+++ Supplied records
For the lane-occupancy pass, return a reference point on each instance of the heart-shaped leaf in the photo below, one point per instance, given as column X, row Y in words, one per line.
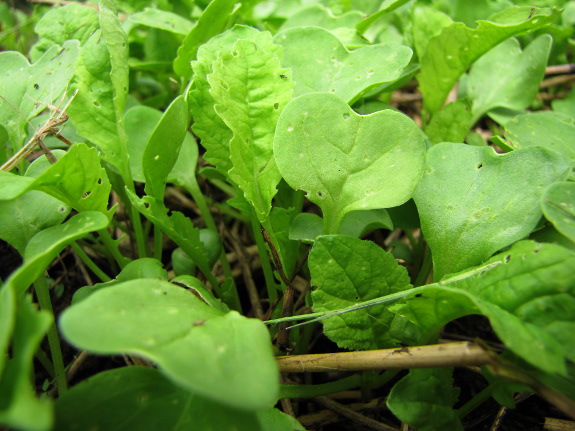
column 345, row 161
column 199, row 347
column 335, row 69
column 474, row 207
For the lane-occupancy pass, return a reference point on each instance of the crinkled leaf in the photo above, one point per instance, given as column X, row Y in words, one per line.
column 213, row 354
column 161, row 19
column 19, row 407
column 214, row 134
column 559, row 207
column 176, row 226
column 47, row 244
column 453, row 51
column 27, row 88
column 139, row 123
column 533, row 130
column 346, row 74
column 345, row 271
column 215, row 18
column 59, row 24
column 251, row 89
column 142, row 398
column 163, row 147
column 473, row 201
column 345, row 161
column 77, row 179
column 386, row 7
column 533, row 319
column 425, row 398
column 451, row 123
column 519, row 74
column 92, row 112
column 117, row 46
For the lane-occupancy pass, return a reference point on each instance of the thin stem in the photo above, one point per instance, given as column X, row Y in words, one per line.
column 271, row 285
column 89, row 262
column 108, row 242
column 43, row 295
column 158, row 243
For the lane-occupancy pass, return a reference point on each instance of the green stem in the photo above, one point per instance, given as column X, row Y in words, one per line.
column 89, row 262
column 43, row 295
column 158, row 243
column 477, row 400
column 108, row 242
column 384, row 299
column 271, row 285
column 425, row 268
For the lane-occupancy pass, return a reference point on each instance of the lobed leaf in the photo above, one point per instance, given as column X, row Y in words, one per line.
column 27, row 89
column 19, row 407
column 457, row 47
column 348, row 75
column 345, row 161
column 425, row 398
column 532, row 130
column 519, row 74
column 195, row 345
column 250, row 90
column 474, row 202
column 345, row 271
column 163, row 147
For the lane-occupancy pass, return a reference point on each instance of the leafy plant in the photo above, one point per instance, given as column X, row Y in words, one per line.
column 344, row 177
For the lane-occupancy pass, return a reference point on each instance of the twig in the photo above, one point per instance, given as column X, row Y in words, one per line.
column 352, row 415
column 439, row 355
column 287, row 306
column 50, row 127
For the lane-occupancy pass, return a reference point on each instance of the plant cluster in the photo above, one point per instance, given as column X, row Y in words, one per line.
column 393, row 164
++++++
+++ Supplied records
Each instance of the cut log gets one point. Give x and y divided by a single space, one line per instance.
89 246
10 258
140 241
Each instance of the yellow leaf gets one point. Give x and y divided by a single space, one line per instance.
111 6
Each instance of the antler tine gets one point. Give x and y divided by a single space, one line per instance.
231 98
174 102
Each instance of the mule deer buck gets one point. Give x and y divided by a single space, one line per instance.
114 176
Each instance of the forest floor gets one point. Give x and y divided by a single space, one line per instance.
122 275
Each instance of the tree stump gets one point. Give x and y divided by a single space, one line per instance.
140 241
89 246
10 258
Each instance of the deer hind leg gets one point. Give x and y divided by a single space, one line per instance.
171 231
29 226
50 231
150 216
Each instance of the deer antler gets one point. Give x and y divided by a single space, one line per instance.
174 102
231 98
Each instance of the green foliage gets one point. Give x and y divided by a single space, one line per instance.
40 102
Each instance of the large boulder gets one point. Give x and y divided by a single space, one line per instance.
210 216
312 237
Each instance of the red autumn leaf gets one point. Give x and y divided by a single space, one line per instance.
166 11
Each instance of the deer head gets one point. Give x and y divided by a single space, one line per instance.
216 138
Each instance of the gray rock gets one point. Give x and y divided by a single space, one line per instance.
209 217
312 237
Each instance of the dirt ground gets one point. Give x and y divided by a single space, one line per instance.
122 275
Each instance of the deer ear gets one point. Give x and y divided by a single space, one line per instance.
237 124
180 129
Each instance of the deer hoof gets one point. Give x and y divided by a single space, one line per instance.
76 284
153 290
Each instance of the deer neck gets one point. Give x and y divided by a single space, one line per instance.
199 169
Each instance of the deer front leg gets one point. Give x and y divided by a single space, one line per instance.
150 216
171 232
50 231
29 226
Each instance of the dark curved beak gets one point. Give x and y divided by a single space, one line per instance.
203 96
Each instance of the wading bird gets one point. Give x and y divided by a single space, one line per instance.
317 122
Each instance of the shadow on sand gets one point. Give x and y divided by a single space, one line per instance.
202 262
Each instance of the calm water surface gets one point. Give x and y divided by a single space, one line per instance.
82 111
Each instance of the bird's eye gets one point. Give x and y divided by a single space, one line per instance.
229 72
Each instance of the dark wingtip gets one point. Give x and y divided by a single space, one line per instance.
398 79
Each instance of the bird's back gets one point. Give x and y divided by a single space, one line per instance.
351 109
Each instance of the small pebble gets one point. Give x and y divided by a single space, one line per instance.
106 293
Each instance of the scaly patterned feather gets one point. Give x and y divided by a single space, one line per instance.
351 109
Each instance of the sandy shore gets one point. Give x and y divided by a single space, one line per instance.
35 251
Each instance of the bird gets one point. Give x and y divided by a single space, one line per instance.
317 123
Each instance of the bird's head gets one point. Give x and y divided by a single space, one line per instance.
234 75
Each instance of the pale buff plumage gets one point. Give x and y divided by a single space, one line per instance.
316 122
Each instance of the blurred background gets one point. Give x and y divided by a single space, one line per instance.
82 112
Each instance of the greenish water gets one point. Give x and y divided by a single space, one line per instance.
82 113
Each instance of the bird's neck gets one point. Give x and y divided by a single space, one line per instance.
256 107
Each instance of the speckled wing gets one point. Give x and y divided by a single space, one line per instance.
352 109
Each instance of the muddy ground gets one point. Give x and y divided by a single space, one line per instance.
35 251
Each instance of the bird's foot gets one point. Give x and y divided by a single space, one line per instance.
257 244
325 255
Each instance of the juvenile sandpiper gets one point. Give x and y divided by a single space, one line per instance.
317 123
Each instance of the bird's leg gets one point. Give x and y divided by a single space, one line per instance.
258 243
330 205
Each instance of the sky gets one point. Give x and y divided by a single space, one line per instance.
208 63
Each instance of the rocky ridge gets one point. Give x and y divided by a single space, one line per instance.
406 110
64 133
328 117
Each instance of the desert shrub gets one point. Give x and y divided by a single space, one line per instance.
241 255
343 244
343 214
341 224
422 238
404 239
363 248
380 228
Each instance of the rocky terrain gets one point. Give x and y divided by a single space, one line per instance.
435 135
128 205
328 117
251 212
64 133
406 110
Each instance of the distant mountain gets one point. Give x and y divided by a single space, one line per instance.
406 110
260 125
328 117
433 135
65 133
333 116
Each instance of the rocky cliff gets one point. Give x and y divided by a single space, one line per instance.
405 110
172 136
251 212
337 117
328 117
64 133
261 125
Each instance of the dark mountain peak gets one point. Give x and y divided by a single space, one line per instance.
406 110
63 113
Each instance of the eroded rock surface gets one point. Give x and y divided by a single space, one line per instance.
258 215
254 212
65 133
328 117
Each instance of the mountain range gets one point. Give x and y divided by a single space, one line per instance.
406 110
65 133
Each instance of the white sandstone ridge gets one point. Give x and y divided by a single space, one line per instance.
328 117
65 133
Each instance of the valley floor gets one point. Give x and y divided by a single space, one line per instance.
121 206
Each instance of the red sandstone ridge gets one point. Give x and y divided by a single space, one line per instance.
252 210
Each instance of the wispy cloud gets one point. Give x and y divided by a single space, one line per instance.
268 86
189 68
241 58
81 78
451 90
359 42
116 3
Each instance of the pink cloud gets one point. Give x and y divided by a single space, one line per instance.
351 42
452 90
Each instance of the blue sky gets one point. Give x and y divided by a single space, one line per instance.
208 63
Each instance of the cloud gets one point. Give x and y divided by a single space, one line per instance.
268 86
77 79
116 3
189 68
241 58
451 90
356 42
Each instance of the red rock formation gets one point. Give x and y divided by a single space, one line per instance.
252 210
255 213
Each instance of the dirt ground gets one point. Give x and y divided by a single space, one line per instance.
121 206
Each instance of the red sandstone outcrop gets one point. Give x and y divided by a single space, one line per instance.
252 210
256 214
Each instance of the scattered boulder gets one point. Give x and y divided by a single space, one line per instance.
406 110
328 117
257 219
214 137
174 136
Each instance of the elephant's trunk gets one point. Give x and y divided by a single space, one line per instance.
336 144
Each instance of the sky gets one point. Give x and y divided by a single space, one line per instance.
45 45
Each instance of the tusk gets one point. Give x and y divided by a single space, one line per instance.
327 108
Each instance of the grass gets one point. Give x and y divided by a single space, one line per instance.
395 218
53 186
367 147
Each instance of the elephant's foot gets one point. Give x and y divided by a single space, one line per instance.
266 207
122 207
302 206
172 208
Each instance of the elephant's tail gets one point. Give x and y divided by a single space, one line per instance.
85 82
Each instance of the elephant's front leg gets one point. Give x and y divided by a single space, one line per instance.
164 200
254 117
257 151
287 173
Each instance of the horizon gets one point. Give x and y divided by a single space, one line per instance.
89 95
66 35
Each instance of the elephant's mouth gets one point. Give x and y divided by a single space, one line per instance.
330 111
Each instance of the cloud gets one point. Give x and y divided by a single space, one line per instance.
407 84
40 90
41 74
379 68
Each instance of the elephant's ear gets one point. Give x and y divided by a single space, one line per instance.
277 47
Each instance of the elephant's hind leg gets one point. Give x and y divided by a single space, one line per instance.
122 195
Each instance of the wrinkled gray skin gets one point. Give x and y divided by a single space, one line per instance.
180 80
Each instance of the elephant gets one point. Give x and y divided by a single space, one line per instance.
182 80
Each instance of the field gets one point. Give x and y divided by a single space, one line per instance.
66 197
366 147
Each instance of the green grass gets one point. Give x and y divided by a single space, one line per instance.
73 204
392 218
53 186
++++++
Requirement — Write out the lines from the line with "of the heart-shaped" to the line with "column 117, row 46", both included, reproducing each one exactly. Leave the pictures out of your answer.

Solution —
For the lane-occupancy pass, return a reference point on each instance of the heart-shaped leaf in the photo below, one point per instance, given as column X, row Y in words, one per line.
column 345, row 161
column 199, row 347
column 335, row 69
column 474, row 207
For the lane-occupancy pass, return a reference point on each instance of the crinkled leaf in the photo above, one point per instance, given as column X, row Y in words, one per line.
column 213, row 354
column 161, row 19
column 19, row 407
column 214, row 134
column 559, row 207
column 176, row 226
column 47, row 244
column 453, row 51
column 27, row 88
column 139, row 123
column 533, row 130
column 346, row 74
column 345, row 271
column 215, row 18
column 59, row 24
column 251, row 89
column 142, row 398
column 163, row 147
column 473, row 201
column 345, row 161
column 77, row 179
column 386, row 7
column 533, row 319
column 425, row 398
column 451, row 123
column 519, row 74
column 92, row 112
column 117, row 46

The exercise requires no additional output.